[Stored items]

START

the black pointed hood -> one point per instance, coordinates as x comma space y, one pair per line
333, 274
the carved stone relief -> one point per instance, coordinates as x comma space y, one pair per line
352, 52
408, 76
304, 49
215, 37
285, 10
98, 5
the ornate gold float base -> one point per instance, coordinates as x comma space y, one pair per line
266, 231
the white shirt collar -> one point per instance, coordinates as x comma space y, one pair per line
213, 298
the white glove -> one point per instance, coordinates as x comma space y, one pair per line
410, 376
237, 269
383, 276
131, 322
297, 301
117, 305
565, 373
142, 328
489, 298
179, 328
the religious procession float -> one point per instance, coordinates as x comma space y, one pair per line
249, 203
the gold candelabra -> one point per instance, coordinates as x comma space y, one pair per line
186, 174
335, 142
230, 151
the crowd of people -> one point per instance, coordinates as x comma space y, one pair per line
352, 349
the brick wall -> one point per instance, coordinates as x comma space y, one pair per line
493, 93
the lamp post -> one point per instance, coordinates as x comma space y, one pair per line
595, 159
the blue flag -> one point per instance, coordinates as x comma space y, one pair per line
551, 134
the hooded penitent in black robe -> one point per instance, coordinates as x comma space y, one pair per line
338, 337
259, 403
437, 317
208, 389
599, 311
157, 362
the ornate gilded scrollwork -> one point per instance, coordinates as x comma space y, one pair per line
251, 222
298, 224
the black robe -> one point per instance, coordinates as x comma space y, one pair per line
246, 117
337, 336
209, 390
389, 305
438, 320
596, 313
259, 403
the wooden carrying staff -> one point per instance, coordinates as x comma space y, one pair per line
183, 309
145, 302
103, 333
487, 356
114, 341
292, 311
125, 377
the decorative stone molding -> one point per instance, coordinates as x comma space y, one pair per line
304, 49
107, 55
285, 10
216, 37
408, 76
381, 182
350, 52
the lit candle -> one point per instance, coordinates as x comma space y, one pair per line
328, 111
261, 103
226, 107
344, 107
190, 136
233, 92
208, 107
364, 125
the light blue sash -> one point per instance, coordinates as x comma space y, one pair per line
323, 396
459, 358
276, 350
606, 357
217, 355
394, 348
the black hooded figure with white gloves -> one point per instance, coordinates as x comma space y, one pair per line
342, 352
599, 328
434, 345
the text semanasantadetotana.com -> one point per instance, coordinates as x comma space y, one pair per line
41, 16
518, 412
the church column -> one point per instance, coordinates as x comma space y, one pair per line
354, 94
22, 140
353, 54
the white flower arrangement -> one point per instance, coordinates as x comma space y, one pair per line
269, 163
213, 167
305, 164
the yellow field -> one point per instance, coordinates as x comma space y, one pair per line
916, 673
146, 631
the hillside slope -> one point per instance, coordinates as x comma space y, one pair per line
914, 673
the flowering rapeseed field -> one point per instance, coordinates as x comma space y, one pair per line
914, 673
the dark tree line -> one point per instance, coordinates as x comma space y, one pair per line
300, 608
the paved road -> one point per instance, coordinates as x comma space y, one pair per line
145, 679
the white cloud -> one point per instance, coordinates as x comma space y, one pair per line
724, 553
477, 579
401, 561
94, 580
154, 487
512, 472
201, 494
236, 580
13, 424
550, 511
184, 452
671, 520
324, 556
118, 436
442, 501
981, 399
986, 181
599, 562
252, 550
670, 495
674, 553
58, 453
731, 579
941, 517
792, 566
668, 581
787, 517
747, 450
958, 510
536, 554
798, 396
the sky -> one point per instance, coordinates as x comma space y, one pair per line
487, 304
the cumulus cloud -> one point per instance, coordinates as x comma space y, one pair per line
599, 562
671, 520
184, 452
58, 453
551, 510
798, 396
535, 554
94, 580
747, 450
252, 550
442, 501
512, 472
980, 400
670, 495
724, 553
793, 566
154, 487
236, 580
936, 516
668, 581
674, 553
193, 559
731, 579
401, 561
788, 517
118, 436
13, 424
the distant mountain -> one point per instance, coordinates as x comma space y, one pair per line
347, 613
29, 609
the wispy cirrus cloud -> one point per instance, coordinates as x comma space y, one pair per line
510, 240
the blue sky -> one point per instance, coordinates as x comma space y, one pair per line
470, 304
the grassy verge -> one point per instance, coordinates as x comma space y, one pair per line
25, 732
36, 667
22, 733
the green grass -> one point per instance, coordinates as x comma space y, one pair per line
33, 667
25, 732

END

### GOAL
Lay out every line of the data above as a Markdown table with two columns, Row and Line, numbering each row and leaving out any blank lines.

### SOLUTION TO THE PROBLEM
| Row | Line |
|---|---|
| 1 | the black pointed hood -> one point per instance, coordinates as x comma space y, one pair per line |
| 2 | 333, 274 |
| 3 | the carved stone relief -> one point per instance, coordinates as x comma space y, one pair per line |
| 4 | 352, 52 |
| 5 | 408, 76 |
| 6 | 304, 49 |
| 7 | 215, 37 |
| 8 | 285, 10 |
| 9 | 98, 5 |
| 10 | the ornate gold float base -> one point per instance, coordinates as x comma space y, one pair per line |
| 11 | 266, 231 |
| 12 | the white shirt collar -> one point per instance, coordinates as x comma space y, one pair per line |
| 13 | 213, 298 |
| 14 | the white glove -> one point per instance, coordinates as x comma space y, one pair per line |
| 15 | 410, 376 |
| 16 | 237, 269 |
| 17 | 383, 276 |
| 18 | 131, 322 |
| 19 | 297, 301 |
| 20 | 117, 305 |
| 21 | 565, 373 |
| 22 | 142, 328 |
| 23 | 489, 298 |
| 24 | 179, 328 |
| 25 | the religious procession float -> one point per instance, coordinates as x comma space y, one pair per line |
| 26 | 249, 203 |
| 27 | the gold candelabra -> one point per instance, coordinates as x comma space y, one pair per line |
| 28 | 186, 174 |
| 29 | 335, 142 |
| 30 | 230, 151 |
| 31 | the crowd of people -> one point per instance, coordinates as x comma space y, one pair per line |
| 32 | 352, 349 |
| 33 | the brick wall -> one point per instance, coordinates as x comma space y, one pair per line |
| 34 | 493, 93 |
| 35 | the lamp post -> one point per instance, coordinates as x comma space y, one pair per line |
| 36 | 595, 159 |
| 37 | the blue flag -> one point per instance, coordinates as x comma space y, one pair per line |
| 38 | 551, 134 |
| 39 | the hooded penitent in black robe -> one point per instance, coordinates as x comma space y, one pair per line |
| 40 | 338, 337 |
| 41 | 259, 403 |
| 42 | 437, 317 |
| 43 | 208, 389 |
| 44 | 599, 311 |
| 45 | 157, 362 |
| 46 | the ornate gilded scrollwork -> one point per instance, coordinates as x comma space y, one pair per line |
| 47 | 251, 222 |
| 48 | 298, 224 |
| 49 | the black robe -> one point per instance, coordinates as x comma space y, one pair per line |
| 50 | 246, 117 |
| 51 | 337, 336 |
| 52 | 209, 390 |
| 53 | 389, 305 |
| 54 | 438, 320 |
| 55 | 596, 313 |
| 56 | 259, 403 |
| 57 | the wooden carrying staff -> one point per instance, coordinates as x comma space y, one pair per line |
| 58 | 183, 309 |
| 59 | 145, 302 |
| 60 | 103, 333 |
| 61 | 487, 356 |
| 62 | 114, 341 |
| 63 | 292, 311 |
| 64 | 125, 377 |
| 65 | the decorative stone molding -> one point per instance, coordinates as x comma space y, one pair per line |
| 66 | 304, 49 |
| 67 | 107, 55 |
| 68 | 285, 10 |
| 69 | 216, 37 |
| 70 | 408, 76 |
| 71 | 381, 182 |
| 72 | 350, 52 |
| 73 | the lit candle -> one point per instance, coordinates as x comma space y, one pair per line |
| 74 | 328, 111 |
| 75 | 261, 103 |
| 76 | 226, 107 |
| 77 | 344, 107 |
| 78 | 190, 136 |
| 79 | 233, 92 |
| 80 | 208, 107 |
| 81 | 364, 125 |
| 82 | the light blue sash -> one point per instance, coordinates as x comma space y, one pair per line |
| 83 | 323, 396 |
| 84 | 459, 358 |
| 85 | 276, 350 |
| 86 | 606, 357 |
| 87 | 217, 355 |
| 88 | 394, 348 |
| 89 | the black hooded figure with white gloves -> one point per instance, coordinates as x comma space y, one pair per line |
| 90 | 342, 352 |
| 91 | 599, 328 |
| 92 | 434, 345 |
| 93 | the text semanasantadetotana.com -> one point per instance, coordinates as x comma space y, one pair per line |
| 94 | 41, 16 |
| 95 | 518, 412 |
| 96 | the church column -> one point per instance, coordinates as x comma space y, one pair per line |
| 97 | 354, 94 |
| 98 | 22, 140 |
| 99 | 353, 54 |
| 100 | the white flower arrangement -> one point per instance, coordinates as x comma space y, one pair per line |
| 101 | 269, 163 |
| 102 | 213, 167 |
| 103 | 305, 164 |
| 104 | the yellow field -> one point per instance, coordinates as x comma space y, one pair per line |
| 105 | 916, 673 |
| 106 | 146, 631 |
| 107 | the hillside slope -> one point per instance, coordinates as x comma space y, one pair per line |
| 108 | 914, 673 |
| 109 | the flowering rapeseed field -> one point per instance, coordinates as x comma space y, one pair per line |
| 110 | 914, 673 |
| 111 | the dark tree line -> one point per instance, coordinates as x comma space y, one pair per line |
| 112 | 300, 608 |
| 113 | the paved road -> one point per instance, coordinates as x comma space y, one pair per line |
| 114 | 145, 679 |
| 115 | the white cloud -> one point per instance, coordinates as x comma space y, one pair per line |
| 116 | 724, 553 |
| 117 | 477, 579 |
| 118 | 401, 561 |
| 119 | 94, 580 |
| 120 | 154, 487 |
| 121 | 512, 472 |
| 122 | 201, 494 |
| 123 | 236, 580 |
| 124 | 13, 424 |
| 125 | 550, 511 |
| 126 | 184, 452 |
| 127 | 671, 520 |
| 128 | 324, 556 |
| 129 | 118, 436 |
| 130 | 442, 501 |
| 131 | 981, 399 |
| 132 | 986, 181 |
| 133 | 599, 562 |
| 134 | 252, 550 |
| 135 | 670, 495 |
| 136 | 674, 553 |
| 137 | 58, 453 |
| 138 | 731, 579 |
| 139 | 941, 517 |
| 140 | 792, 566 |
| 141 | 668, 581 |
| 142 | 787, 517 |
| 143 | 747, 450 |
| 144 | 958, 510 |
| 145 | 536, 554 |
| 146 | 798, 396 |
| 147 | the sky -> one point per instance, coordinates as x comma space y, one pair per line |
| 148 | 487, 304 |
| 149 | the cumulus cloud -> one point per instance, coordinates as x comma space y, one pair per line |
| 150 | 599, 562 |
| 151 | 671, 520 |
| 152 | 184, 452 |
| 153 | 58, 453 |
| 154 | 551, 510 |
| 155 | 798, 396 |
| 156 | 535, 554 |
| 157 | 94, 580 |
| 158 | 747, 450 |
| 159 | 252, 550 |
| 160 | 442, 501 |
| 161 | 512, 472 |
| 162 | 980, 400 |
| 163 | 670, 495 |
| 164 | 724, 553 |
| 165 | 793, 566 |
| 166 | 154, 487 |
| 167 | 236, 580 |
| 168 | 936, 516 |
| 169 | 668, 581 |
| 170 | 674, 553 |
| 171 | 193, 559 |
| 172 | 731, 579 |
| 173 | 401, 561 |
| 174 | 788, 517 |
| 175 | 118, 436 |
| 176 | 13, 424 |
| 177 | the distant mountain -> one point per instance, coordinates as x comma space y, one pair per line |
| 178 | 347, 613 |
| 179 | 29, 609 |
| 180 | the wispy cirrus cloud -> one point per instance, coordinates as x comma space y, one pair per line |
| 181 | 510, 240 |
| 182 | the blue sky -> one point per instance, coordinates as x comma space y, one pair per line |
| 183 | 470, 304 |
| 184 | the grassy verge -> one point per instance, coordinates as x comma space y, one pair per line |
| 185 | 25, 732 |
| 186 | 36, 667 |
| 187 | 22, 733 |
| 188 | the green grass -> one point per instance, coordinates as x comma space y, one pair per line |
| 189 | 33, 667 |
| 190 | 25, 732 |